THE TASK.
Please write out every row again with "exposed rock" switched to "bare rock" and everything else unchanged. Leave the pictures out of your answer.

Entries taken from a collection.
* * * * * * * * *

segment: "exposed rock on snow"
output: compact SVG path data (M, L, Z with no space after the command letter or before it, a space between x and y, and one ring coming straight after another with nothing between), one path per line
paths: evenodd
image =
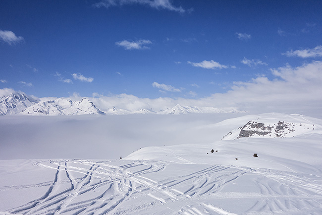
M265 119L264 120L265 121ZM229 132L222 138L222 140L236 140L252 137L294 137L295 136L306 134L314 130L314 125L307 123L307 121L302 123L300 121L287 122L278 121L277 122L267 122L264 123L258 121L251 120L238 129Z
M92 102L84 98L72 101L58 98L55 100L41 101L23 109L21 114L30 115L78 115L103 114Z
M0 115L13 115L19 113L37 101L23 93L14 92L9 95L0 97Z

* * * * * * * * *

COMPLETE ANSWER.
segment: "bare rock on snow"
output: compact SVG path data (M, L, Z with no space after the command letter or before it, a space between x and y, and one ring coming straight after another with nothing between), one path per line
paths: evenodd
image =
M265 119L264 120L265 121ZM229 132L222 138L222 140L236 140L252 137L294 137L295 136L306 134L314 130L314 125L307 123L307 121L302 123L300 121L287 122L278 121L277 122L267 122L264 123L258 121L251 120L238 129Z
M92 102L84 98L72 101L58 98L55 100L41 101L23 109L21 114L30 115L78 115L103 114Z
M0 115L13 115L19 113L37 101L23 93L14 92L9 95L0 97Z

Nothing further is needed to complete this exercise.